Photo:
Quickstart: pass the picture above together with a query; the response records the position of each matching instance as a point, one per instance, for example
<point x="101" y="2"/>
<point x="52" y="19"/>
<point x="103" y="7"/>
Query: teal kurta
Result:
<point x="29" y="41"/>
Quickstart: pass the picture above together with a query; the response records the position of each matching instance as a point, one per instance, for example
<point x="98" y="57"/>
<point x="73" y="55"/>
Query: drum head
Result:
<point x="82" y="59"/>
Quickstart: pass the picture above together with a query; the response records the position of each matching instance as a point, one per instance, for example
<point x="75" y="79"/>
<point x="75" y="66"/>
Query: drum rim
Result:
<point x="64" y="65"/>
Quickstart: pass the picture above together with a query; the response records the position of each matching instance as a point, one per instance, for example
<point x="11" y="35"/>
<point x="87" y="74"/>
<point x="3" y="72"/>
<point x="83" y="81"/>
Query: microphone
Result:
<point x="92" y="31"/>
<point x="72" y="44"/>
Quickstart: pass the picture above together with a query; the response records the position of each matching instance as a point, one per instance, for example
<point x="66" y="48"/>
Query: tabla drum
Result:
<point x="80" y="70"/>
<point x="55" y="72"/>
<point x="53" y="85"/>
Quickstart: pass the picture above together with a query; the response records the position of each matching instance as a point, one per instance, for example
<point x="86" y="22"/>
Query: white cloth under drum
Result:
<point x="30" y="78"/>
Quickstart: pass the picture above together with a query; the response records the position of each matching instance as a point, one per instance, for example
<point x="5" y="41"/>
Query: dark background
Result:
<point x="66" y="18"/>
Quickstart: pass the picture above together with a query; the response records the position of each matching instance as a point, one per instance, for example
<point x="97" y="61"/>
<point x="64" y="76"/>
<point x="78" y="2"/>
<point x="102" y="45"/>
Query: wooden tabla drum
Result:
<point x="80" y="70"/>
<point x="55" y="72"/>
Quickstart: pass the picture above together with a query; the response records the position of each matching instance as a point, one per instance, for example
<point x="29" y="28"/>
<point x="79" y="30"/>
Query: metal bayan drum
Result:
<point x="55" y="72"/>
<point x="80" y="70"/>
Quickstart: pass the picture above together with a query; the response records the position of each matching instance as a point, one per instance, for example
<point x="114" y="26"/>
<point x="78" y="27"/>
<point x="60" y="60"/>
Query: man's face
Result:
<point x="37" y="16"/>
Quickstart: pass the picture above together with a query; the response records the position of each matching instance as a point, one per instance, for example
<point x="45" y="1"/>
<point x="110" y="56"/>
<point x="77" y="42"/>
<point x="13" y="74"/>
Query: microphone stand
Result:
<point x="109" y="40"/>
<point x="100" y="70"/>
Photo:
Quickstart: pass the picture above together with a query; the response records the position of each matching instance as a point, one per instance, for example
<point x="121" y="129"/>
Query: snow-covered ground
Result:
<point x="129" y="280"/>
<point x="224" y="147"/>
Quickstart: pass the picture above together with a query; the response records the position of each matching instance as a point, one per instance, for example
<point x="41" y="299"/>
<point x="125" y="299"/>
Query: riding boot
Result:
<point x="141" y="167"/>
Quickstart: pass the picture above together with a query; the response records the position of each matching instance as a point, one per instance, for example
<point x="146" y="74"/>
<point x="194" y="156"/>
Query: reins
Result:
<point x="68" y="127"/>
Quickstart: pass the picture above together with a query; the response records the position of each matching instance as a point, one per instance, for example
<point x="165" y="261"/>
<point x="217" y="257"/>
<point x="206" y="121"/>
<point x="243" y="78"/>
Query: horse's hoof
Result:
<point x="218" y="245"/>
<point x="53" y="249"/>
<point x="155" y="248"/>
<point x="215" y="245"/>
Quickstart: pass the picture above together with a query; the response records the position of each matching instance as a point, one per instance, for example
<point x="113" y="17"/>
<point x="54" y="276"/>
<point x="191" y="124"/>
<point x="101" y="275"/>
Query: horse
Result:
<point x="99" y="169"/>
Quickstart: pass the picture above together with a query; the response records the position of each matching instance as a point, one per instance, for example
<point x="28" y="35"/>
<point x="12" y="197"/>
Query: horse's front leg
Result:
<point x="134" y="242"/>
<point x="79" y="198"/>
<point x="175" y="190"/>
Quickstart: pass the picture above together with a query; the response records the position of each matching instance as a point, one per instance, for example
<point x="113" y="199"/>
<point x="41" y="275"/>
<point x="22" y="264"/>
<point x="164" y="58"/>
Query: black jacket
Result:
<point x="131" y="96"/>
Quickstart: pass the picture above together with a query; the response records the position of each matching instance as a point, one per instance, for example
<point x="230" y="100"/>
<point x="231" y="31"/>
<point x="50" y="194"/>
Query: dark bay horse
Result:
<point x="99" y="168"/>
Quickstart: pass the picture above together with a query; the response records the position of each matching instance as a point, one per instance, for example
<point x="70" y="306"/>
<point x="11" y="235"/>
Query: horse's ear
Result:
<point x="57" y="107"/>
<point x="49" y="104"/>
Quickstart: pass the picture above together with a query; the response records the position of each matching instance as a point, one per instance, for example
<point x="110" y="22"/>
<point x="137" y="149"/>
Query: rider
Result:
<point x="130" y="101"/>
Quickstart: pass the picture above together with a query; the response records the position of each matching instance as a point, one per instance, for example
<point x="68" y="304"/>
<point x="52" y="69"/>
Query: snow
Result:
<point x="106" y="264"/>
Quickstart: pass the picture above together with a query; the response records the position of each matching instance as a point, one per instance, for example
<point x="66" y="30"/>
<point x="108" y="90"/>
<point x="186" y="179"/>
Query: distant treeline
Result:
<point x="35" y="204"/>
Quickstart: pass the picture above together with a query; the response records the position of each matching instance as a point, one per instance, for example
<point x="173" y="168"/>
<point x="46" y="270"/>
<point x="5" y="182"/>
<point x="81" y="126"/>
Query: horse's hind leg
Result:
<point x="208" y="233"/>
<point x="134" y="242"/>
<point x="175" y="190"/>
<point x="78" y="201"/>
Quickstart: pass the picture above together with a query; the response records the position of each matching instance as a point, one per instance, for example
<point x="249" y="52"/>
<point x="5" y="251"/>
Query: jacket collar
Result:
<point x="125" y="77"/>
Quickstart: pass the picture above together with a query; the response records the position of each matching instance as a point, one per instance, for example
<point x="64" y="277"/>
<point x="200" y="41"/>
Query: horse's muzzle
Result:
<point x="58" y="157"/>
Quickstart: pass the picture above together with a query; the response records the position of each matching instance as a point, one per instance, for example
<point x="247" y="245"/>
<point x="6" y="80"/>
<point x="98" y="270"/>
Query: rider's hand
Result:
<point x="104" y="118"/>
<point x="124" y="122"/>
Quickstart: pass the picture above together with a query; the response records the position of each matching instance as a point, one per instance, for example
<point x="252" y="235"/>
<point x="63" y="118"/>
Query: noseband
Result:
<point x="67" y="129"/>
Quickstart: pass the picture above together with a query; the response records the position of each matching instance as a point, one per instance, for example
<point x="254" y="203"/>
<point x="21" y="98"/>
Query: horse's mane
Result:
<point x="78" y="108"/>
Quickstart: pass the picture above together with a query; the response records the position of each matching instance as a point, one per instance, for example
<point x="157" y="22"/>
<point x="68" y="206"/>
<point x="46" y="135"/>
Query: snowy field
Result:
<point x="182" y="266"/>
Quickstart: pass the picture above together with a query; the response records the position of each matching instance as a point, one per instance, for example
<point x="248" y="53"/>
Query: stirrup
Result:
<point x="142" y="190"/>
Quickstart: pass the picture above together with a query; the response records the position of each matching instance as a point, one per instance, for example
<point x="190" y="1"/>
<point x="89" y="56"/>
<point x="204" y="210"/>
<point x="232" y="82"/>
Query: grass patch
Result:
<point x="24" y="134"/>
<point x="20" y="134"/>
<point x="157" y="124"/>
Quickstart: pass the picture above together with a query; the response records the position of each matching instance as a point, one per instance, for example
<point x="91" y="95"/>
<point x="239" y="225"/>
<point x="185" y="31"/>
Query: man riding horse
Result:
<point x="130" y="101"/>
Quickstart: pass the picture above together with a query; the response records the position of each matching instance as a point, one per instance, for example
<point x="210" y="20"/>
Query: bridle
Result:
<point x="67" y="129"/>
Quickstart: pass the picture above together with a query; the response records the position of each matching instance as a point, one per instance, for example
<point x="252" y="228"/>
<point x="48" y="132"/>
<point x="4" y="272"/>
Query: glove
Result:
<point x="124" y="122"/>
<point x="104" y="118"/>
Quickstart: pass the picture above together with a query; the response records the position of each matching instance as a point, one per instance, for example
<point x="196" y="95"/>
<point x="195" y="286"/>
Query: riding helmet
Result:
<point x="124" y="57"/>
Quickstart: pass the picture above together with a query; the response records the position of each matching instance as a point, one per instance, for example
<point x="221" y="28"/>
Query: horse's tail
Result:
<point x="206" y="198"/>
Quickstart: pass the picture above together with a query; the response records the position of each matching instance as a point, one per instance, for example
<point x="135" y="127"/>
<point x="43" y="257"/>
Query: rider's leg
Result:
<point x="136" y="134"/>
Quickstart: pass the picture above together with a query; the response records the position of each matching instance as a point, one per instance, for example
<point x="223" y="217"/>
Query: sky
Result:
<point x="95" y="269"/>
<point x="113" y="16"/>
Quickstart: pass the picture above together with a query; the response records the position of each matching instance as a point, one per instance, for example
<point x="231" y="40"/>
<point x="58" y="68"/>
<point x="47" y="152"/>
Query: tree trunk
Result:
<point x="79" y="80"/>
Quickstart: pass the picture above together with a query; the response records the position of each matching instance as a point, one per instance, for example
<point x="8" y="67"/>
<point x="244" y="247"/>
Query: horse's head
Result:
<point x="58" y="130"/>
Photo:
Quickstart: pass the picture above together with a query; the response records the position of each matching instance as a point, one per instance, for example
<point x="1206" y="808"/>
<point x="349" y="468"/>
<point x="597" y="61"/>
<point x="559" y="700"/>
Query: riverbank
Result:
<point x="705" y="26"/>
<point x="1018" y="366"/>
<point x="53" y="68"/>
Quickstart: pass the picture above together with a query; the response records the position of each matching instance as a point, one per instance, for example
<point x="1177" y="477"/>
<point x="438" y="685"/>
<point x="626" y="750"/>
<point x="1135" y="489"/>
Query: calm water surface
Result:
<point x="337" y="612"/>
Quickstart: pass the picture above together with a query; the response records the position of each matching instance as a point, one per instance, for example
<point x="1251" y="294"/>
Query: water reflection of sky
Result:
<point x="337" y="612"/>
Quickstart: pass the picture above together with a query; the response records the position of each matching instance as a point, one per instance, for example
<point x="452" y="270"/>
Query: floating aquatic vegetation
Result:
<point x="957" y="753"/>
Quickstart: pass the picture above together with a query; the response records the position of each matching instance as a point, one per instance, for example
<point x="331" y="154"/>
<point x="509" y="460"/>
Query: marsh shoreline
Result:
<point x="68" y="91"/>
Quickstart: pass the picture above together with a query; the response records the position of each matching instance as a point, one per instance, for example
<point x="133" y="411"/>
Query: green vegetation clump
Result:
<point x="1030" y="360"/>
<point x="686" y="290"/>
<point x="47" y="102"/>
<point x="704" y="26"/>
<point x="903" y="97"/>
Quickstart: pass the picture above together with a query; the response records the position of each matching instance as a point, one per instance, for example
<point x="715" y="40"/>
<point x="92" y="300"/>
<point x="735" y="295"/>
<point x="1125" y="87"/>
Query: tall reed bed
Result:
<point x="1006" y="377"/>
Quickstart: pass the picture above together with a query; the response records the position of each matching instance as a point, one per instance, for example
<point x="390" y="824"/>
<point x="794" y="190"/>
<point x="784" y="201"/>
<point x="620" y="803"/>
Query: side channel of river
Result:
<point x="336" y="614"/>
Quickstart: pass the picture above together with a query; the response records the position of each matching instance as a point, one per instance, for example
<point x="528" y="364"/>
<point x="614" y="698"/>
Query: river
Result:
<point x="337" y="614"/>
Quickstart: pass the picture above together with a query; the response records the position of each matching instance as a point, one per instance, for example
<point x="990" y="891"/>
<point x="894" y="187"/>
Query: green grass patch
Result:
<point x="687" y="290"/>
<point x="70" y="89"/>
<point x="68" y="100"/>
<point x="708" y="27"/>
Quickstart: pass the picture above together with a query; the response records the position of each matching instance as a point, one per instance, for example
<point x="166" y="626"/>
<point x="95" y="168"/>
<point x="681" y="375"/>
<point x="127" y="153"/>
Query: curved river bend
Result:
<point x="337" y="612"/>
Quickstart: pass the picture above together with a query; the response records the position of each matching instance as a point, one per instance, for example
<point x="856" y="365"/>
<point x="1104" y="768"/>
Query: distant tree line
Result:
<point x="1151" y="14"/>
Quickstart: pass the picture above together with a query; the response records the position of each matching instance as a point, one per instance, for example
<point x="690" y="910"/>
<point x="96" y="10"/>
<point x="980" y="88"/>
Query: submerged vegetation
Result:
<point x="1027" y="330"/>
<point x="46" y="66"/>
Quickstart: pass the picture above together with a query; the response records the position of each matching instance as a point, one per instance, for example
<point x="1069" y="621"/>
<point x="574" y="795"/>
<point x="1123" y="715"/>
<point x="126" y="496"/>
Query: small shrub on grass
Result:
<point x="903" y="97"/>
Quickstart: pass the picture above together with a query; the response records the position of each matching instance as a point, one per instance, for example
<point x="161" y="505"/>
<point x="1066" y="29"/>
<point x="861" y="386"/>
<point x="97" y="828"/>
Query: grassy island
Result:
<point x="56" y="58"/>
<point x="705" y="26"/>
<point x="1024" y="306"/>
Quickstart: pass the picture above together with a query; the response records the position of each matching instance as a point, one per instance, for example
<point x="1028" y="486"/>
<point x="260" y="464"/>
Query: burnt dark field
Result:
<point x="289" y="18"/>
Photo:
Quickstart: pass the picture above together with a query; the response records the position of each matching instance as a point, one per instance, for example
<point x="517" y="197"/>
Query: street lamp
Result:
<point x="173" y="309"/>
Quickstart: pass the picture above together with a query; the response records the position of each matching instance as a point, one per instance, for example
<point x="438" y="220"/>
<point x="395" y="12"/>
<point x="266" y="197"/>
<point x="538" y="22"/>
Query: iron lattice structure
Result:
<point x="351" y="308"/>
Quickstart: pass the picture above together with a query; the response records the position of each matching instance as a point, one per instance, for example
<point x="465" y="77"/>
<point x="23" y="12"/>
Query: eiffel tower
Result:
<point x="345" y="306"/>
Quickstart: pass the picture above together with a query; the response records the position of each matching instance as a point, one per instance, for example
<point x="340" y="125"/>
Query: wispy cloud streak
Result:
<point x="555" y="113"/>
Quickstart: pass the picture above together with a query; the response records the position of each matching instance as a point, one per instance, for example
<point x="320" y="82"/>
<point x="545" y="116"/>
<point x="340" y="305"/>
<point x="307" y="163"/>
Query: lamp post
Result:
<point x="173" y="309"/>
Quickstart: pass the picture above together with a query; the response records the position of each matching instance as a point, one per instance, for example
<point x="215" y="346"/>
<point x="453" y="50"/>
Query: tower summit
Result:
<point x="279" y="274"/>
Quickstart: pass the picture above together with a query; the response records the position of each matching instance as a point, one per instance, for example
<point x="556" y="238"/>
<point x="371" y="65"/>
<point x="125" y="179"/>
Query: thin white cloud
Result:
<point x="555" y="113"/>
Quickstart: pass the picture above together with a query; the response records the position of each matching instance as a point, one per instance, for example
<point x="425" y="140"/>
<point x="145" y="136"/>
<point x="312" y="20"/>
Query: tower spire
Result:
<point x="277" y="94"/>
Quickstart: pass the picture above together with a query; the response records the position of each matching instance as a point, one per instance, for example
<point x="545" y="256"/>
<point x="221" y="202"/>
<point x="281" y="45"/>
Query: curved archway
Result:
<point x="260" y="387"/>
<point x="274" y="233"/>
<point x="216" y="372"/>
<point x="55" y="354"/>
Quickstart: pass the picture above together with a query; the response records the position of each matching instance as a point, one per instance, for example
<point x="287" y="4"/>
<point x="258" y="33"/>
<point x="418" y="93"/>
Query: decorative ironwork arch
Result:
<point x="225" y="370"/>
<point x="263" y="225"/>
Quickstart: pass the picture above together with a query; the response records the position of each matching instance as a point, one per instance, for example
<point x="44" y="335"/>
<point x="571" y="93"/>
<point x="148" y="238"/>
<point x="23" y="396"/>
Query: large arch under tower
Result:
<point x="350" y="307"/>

Exercise brief = Filter the records above and copy every line that contains the word "horse".

Solved problem =
Query: horse's hoof
Query: horse
Query: horse's front leg
Query: dark bay horse
Query: horse's ear
Query: horse's hind leg
Query: horse's muzzle
Query: horse's mane
Query: man riding horse
Query: horse's tail
Query: horse's head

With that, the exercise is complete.